-- start of Excerpted passage --

On Mon, Jun 24, 2019 at 4:42 PM Roman Penyaev <[email protected]> wrote:
>
> epoll_create2() is needed to accept EPOLL_USERPOLL flags
> and size, i.e. this patch wires up polling from userspace.

Can you explain in the patch description more what it's needed for?

The man page only states that "Since Linux 2.6.8, the size argument
is ignored", so your description above does not explain why you need
to add the size argument back.

> diff --git a/arch/alpha/kernel/syscalls/syscall.tbl b/arch/alpha/kernel/syscalls/syscall.tbl
> index 1db9bbcfb84e..a1d7b695063d 100644
> --- a/arch/alpha/kernel/syscalls/syscall.tbl
> +++ b/arch/alpha/kernel/syscalls/syscall.tbl
> @@ -474,3 +474,5 @@
> 542 common fsmount sys_fsmount
> 543 common fspick sys_fspick
> 544 common pidfd_open sys_pidfd_open
> +# 546 common clone3 sys_clone3
> +547 common epoll_create2 sys_epoll_create2
> diff --git a/arch/arm/tools/syscall.tbl b/arch/arm/tools/syscall.tbl
> index ff45d8807cb8..1497f3c87d54 100644
> --- a/arch/arm/tools/syscall.tbl
> +++ b/arch/arm/tools/syscall.tbl
> @@ -449,3 +449,4 @@
> 433 common fspick sys_fspick
> 434 common pidfd_open sys_pidfd_open
> 436 common clone3 sys_clone3
> +437 common epoll_create2 sys_epoll_create2

The table changes all look correct and complete, provided we
don't get another patch picking the same number.

Arnd

2019-06-24 20:16:18

by Roman Penyaev

[permalink] [raw]
Subject: Re: [PATCH v5 13/14] epoll: implement epoll_create2() syscall

On 2019-06-24 18:14, Arnd Bergmann wrote:
> On Mon, Jun 24, 2019 at 4:42 PM Roman Penyaev <[email protected]> wrote:
>>
>> epoll_create2() is needed to accept EPOLL_USERPOLL flags
>> and size, i.e. this patch wires up polling from userspace.
>
> Can you explain in the patch description more what it's needed for?

Sure. Will update on next iteration.

>
> The man page only states that "Since Linux 2.6.8, the size argument
> is ignored", so your description above does not explain why you need
> to add the size argument back.

-- end of Excerpted passage --
-- start of Data supplied --

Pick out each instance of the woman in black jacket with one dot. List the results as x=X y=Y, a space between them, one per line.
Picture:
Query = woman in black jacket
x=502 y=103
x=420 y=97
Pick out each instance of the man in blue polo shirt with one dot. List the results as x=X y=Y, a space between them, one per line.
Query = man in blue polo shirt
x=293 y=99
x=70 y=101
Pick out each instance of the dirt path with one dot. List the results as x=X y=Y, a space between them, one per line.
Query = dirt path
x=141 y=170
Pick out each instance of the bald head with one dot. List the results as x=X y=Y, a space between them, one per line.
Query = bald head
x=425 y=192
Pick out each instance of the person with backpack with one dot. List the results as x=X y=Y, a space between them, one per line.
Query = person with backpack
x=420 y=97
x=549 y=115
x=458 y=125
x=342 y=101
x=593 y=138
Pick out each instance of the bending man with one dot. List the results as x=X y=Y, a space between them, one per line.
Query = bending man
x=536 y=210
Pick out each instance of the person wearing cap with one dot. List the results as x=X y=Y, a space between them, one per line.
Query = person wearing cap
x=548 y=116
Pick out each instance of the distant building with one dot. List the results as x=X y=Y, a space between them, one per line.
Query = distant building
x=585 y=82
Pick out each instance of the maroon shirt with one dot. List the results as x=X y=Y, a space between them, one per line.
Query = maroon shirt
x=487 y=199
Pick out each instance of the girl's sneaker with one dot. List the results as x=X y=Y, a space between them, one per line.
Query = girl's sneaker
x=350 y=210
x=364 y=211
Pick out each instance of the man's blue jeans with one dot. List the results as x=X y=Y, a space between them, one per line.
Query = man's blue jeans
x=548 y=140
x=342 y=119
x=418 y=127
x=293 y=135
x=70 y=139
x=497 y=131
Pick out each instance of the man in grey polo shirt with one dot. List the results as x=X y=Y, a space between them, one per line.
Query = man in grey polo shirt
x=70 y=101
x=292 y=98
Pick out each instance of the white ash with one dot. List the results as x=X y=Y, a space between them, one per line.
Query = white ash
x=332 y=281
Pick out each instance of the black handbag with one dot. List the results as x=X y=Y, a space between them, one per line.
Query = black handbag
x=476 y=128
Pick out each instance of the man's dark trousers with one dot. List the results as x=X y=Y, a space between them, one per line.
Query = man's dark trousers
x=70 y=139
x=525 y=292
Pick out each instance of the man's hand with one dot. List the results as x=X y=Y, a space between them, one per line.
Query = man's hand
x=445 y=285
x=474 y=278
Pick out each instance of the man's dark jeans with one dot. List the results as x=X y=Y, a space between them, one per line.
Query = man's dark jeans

-- end of Data supplied --

* **Actions to take**
1. Reproduce the epoll thread excerpt between "[permalink] [raw]" and "on next iteration.", inclusive.
2. Transcribe the records from their first line through the line holding "x=497 y=131", inclusive.
The epoll thread excerpt and the records are unrelated material.

* **Solutions to each task**
1.
[permalink] [raw]
Subject: Re: [PATCH v5 13/14] epoll: implement epoll_create2() syscall

On 2019-06-24 18:14, Arnd Bergmann wrote:
> On Mon, Jun 24, 2019 at 4:42 PM Roman Penyaev <[email protected]> wrote:
>>
>> epoll_create2() is needed to accept EPOLL_USERPOLL flags
>> and size, i.e. this patch wires up polling from userspace.
>
> Can you explain in the patch description more what it's needed for?

Sure. Will update on next iteration.

2.
Pick out each instance of the woman in black jacket with one dot. List the results as x=X y=Y, a space between them, one per line.
Picture:
Query = woman in black jacket
x=502 y=103
x=420 y=97
Pick out each instance of the man in blue polo shirt with one dot. List the results as x=X y=Y, a space between them, one per line.
Query = man in blue polo shirt
x=293 y=99
x=70 y=101
Pick out each instance of the dirt path with one dot. List the results as x=X y=Y, a space between them, one per line.
Query = dirt path
x=141 y=170
Pick out each instance of the bald head with one dot. List the results as x=X y=Y, a space between them, one per line.
Query = bald head
x=425 y=192
Pick out each instance of the person with backpack with one dot. List the results as x=X y=Y, a space between them, one per line.
Query = person with backpack
x=420 y=97
x=549 y=115
x=458 y=125
x=342 y=101
x=593 y=138
Pick out each instance of the bending man with one dot. List the results as x=X y=Y, a space between them, one per line.
Query = bending man
x=536 y=210
Pick out each instance of the person wearing cap with one dot. List the results as x=X y=Y, a space between them, one per line.
Query = person wearing cap
x=548 y=116
Pick out each instance of the distant building with one dot. List the results as x=X y=Y, a space between them, one per line.
Query = distant building
x=585 y=82
Pick out each instance of the maroon shirt with one dot. List the results as x=X y=Y, a space between them, one per line.
Query = maroon shirt
x=487 y=199
Pick out each instance of the girl's sneaker with one dot. List the results as x=X y=Y, a space between them, one per line.
Query = girl's sneaker
x=350 y=210
x=364 y=211
Pick out each instance of the man's blue jeans with one dot. List the results as x=X y=Y, a space between them, one per line.
Query = man's blue jeans
x=548 y=140
x=342 y=119
x=418 y=127
x=293 y=135
x=70 y=139
x=497 y=131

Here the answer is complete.